- _TEXT PROVIDED_:
Segment Open
Reformulation of the pain medicine OxyContin in 2010 to make it more difficult to abuse directly led to a large rise in hepatitis C infections as drug abusers switched from the prescription medication to injectable heroin, according to a new RAND Corporation study.
While hepatitis C infection rates increased broadly across the country during the years following the reformulation, researchers found that states with above-average rates of OxyContin misuse prior to the reformulation saw hepatitis C infections increase three times as fast as in other states.
Public health officials previously have blamed the shift from prescription opioids to injectable heroin as a cause of the rise in hepatitis C cases, but the new study provides the best evidence to date of a direct link between OxyContin reformulation and the infection surge. The findings are published in the February edition of the journal Health Affairs.
“These results show that efforts to deter misuse of opioids can have unintended, long-term public health consequences,” said David Powell, the study’s lead author and a senior economist at RAND, a nonprofit research organization. “As we continue to develop policies to combat the opioid epidemic, we need to be careful that new approaches do not make another public health problem worse.”
Segment Closed
- _SUPPLIED INFORMATION_:
Segment Open
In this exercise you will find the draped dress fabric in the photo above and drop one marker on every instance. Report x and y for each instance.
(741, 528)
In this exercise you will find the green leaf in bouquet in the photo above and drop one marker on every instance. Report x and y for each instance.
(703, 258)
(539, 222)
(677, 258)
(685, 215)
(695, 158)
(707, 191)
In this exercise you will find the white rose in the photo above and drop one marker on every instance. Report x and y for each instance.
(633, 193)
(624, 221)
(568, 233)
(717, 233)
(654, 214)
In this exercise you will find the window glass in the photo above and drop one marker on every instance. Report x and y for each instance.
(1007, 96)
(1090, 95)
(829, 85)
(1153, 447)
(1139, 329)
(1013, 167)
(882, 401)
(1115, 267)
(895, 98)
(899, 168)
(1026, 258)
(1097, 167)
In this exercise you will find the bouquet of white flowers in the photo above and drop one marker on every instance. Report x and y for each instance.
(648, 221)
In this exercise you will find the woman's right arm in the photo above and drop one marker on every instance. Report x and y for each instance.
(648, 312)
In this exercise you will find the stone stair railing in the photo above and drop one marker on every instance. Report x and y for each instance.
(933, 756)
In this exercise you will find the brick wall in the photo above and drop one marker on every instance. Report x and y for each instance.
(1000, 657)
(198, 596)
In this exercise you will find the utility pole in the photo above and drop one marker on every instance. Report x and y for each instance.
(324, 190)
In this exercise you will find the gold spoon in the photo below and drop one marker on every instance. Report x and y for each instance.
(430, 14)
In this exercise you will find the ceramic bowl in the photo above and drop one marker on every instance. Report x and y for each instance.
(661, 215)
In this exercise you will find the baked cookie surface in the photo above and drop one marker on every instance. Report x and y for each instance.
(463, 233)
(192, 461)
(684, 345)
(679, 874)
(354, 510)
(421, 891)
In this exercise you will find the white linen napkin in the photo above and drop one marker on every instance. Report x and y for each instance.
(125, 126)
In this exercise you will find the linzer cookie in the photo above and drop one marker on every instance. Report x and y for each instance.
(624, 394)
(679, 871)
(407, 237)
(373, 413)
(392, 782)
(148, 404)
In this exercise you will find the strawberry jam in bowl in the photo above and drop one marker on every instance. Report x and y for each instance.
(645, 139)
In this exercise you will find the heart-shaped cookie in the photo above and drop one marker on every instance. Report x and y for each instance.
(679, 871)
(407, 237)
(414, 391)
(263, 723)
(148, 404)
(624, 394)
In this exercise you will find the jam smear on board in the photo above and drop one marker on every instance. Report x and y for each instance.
Segment Closed
- _ABOUT THIS EXERCISE_: According to the text on the OxyContin reformulation, how much faster did hepatitis C infections rise in states with above-average OxyContin misuse before the reformulation?

- _WRITTEN ANSWER_: Three times as fast as in other states.